▸ **ИЗБРАННЫЙ ФРАГМЕНТ**:
Председатель СМУ ДВО РАН: вокруг РАН слишком много политики

Свою позицию о реформе отечественной науки высказывает председатель Совета молодых ученых Дальневосточного отделения РАН к.и.н. Юрий Латушко.

– Меня лично больше всего возмутила форма проведения реформы. В частности, все эти кампании в СМИ про «беспредел» в Академии, весь этот прессинг. На мою электронную почту приходили письма, звонили какие-то люди с требованиями покаяний «перед народом и обществом». В районе Академгородка накануне принятия закона о реформе РАН стены институтов были разрисованы вандалами с надписями соответствующего содержания. Добавьте к этому официальные проверки различных силовых ведомств. Представляете, какой эмоциональный фон, и при этом всем нам говорили, что реформа проводится в интересах учёных. В стране и без того падает уровень образования, культуры: включите телевизор или раскройте газеты, там есть всё – маги, экстрасенсы, появился новый жанр из разряда «британские учёные обнаружили», вам расскажут о связи чёрных дыр и супружеской неверности. Теперь на этом фоне в массовом сознании культивируется идея, что наука в Академии отсталая, учёные «жируют», живут за счёт средств налогоплательщиков и ничего не делают. Всё это усугубляет недоверие к научному сообществу. Слишком много политики вокруг: нас постоянно куда-то приглашают что-то поддержать, где-то выступить с заявлениями, но у исследователей другая задача – поиск нового знания о человеке, природе, обществе.

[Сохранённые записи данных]

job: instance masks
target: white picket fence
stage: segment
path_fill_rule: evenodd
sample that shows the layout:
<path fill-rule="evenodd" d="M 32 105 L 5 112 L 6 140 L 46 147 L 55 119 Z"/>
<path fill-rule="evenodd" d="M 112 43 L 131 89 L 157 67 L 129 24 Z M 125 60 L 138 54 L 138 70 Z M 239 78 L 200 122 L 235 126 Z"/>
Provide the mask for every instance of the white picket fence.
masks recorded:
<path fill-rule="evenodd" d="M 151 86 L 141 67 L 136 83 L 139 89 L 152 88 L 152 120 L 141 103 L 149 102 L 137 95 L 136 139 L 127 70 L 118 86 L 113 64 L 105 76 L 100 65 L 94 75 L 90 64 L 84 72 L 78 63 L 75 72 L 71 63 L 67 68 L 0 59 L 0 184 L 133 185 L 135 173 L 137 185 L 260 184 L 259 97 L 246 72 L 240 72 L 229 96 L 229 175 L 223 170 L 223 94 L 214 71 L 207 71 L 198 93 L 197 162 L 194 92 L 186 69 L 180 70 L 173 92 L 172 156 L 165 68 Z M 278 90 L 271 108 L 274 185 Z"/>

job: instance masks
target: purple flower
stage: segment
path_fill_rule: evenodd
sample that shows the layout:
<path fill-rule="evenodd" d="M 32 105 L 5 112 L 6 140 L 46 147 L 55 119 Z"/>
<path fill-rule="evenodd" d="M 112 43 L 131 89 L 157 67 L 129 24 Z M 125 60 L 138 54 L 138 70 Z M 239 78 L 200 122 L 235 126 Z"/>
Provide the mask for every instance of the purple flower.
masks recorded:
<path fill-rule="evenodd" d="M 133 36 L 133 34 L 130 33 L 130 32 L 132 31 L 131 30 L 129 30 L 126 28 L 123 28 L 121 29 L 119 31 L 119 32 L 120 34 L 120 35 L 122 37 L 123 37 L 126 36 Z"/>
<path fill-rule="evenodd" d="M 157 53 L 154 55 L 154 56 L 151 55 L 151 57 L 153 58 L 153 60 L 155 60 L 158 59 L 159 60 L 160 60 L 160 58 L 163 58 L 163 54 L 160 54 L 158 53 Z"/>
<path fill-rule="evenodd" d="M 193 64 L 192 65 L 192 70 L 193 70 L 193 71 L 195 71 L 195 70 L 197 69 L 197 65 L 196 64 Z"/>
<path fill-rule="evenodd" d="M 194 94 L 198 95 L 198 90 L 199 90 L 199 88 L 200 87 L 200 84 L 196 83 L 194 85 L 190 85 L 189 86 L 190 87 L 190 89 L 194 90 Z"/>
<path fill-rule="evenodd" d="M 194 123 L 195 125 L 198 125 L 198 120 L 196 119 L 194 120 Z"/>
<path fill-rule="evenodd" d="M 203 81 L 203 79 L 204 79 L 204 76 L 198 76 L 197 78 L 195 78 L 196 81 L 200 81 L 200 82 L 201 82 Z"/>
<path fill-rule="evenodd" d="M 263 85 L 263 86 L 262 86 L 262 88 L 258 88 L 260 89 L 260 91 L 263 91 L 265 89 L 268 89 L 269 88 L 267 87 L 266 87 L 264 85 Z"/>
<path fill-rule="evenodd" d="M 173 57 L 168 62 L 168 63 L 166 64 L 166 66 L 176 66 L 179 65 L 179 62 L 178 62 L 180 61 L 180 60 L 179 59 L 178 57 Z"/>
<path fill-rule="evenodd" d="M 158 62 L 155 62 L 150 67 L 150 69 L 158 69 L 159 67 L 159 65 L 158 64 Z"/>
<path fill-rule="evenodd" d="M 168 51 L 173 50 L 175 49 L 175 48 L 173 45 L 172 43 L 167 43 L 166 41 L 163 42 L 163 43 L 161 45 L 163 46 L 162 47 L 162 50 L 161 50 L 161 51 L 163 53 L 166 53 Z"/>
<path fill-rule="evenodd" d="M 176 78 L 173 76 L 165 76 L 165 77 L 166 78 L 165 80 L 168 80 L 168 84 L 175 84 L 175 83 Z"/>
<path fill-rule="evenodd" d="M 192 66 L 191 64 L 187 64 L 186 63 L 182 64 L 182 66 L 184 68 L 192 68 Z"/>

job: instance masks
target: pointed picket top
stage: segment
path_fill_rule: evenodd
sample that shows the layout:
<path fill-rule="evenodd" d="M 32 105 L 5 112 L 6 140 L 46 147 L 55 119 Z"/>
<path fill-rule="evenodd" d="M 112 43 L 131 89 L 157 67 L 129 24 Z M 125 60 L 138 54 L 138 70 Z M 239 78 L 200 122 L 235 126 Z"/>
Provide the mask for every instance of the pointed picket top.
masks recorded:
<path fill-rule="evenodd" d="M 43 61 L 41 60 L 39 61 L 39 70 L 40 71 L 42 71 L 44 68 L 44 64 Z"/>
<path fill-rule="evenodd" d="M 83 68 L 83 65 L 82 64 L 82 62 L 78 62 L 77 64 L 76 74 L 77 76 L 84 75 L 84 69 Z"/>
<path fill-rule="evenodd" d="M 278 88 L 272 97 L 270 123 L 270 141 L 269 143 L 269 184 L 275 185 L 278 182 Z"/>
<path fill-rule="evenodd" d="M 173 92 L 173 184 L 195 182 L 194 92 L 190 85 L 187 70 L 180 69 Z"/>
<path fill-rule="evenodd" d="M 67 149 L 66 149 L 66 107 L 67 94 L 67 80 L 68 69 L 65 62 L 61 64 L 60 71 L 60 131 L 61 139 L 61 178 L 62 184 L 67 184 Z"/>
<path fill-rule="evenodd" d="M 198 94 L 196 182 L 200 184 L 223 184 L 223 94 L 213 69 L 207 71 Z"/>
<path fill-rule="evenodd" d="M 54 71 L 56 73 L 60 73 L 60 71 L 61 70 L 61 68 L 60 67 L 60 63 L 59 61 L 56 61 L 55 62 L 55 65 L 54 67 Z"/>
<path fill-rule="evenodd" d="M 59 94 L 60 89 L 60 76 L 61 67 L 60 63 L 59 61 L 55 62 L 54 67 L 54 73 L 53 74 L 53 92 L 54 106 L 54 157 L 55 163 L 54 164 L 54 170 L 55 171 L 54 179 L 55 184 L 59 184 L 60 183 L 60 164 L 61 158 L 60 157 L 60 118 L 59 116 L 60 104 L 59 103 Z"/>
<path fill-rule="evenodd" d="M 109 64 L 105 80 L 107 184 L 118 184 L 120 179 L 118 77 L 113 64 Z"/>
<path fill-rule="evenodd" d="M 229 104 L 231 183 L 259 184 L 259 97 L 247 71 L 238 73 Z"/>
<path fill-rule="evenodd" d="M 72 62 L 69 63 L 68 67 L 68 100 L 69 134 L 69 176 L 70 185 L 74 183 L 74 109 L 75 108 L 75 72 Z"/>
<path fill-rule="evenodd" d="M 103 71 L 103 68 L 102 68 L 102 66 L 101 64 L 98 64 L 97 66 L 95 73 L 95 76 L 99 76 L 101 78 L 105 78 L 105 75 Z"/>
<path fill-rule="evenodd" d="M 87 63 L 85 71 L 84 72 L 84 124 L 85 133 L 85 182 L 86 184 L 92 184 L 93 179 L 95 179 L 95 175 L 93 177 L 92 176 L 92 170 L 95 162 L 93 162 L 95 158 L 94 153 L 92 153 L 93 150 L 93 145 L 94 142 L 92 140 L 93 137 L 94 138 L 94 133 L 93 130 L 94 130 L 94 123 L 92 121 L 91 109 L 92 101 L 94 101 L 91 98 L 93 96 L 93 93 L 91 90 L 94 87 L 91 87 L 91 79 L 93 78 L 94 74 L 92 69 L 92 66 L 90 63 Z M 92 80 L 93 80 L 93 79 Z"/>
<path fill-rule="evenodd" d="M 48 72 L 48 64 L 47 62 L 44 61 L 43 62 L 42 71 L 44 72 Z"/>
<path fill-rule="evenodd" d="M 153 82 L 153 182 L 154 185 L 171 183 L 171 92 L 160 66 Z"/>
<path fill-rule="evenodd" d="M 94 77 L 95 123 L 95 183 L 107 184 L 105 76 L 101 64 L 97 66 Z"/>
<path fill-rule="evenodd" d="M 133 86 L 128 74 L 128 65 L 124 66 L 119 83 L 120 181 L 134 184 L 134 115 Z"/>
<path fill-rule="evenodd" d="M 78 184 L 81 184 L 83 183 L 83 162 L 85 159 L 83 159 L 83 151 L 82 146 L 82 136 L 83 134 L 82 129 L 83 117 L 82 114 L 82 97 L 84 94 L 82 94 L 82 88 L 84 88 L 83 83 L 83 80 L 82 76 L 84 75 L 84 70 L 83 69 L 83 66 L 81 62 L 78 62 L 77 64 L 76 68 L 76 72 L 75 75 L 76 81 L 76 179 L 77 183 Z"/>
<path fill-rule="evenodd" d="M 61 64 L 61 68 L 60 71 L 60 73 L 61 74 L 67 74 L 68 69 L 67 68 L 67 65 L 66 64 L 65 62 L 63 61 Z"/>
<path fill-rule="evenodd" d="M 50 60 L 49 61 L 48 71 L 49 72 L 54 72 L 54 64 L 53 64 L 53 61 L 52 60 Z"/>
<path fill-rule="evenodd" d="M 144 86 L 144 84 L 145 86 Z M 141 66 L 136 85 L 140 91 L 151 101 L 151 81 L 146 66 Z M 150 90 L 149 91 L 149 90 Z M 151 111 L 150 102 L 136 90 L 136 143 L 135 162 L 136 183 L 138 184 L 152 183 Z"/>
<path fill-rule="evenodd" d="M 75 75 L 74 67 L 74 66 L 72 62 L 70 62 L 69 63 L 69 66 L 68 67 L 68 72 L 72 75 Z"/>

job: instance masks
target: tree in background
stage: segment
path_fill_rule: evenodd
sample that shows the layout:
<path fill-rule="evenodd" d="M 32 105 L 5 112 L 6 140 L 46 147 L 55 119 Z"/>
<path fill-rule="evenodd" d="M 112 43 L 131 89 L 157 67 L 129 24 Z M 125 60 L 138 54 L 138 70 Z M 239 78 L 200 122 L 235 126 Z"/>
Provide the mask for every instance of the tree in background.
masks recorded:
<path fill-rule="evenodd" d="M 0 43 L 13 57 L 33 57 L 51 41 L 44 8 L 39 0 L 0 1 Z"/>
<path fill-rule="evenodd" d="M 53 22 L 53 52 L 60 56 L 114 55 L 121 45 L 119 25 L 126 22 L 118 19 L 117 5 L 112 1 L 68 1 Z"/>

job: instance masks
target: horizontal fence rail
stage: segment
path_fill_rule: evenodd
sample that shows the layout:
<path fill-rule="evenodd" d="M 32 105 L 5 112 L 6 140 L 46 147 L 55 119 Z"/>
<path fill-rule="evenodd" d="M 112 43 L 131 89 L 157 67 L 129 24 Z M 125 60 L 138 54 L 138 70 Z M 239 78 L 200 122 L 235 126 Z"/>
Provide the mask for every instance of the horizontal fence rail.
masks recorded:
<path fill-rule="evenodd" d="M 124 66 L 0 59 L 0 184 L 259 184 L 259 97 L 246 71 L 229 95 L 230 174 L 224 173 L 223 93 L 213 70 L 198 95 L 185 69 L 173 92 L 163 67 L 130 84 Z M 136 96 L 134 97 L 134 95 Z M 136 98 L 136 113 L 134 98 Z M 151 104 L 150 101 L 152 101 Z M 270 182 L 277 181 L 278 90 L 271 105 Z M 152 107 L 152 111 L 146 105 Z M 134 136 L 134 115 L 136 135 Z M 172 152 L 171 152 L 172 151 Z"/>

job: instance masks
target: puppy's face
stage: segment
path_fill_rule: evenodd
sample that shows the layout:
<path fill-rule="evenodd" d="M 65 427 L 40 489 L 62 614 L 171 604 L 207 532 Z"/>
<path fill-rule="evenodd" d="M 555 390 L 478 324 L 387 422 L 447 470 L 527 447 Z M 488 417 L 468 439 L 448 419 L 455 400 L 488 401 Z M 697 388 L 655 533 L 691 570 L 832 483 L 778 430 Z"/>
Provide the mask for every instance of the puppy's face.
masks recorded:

▸ **НАБОР ЗАДАНИЙ**:
a - Перескажите короче абзац текста о реформе РАН, начинающийся словами «Меня лично больше всего возмутила форма», сохранив его основные факты.
b - Продублируйте дословно часть текста о реформе РАН: всё, начиная со слов «Председатель СМУ ДВО» и вниз вплоть до слов «к.и.н. Юрий Латушко.».

▸ **РЕШЕНИЯ ЗАДАЧ**:
a - Больше всего возмутила форма проведения реформы: кампании в СМИ о «беспределе» в Академии и давление. На электронную почту приходили письма, звонили люди с требованиями покаяний «перед народом и обществом». Накануне принятия закона о реформе РАН вандалы разрисовали стены институтов в районе Академгородка. Кроме того, шли официальные проверки силовых ведомств. При этом учёным говорили, что реформа проводится в их интересах. Уровень образования и культуры в стране и так падает, а СМИ полны магов, экстрасенсов и сообщений в духе «британские учёные обнаружили». На этом фоне в массовом сознании культивируется идея, что академическая наука отсталая, а учёные «жируют» за счёт налогоплательщиков и ничего не делают. Это усугубляет недоверие к научному сообществу. Вокруг слишком много политики: исследователей постоянно зовут что-то поддержать и выступить с заявлениями. Однако их задача состоит в поиске нового знания о человеке, природе и обществе.

b -
Председатель СМУ ДВО РАН: вокруг РАН слишком много политики

Свою позицию о реформе отечественной науки высказывает председатель Совета молодых ученых Дальневосточного отделения РАН к.и.н. Юрий Латушко.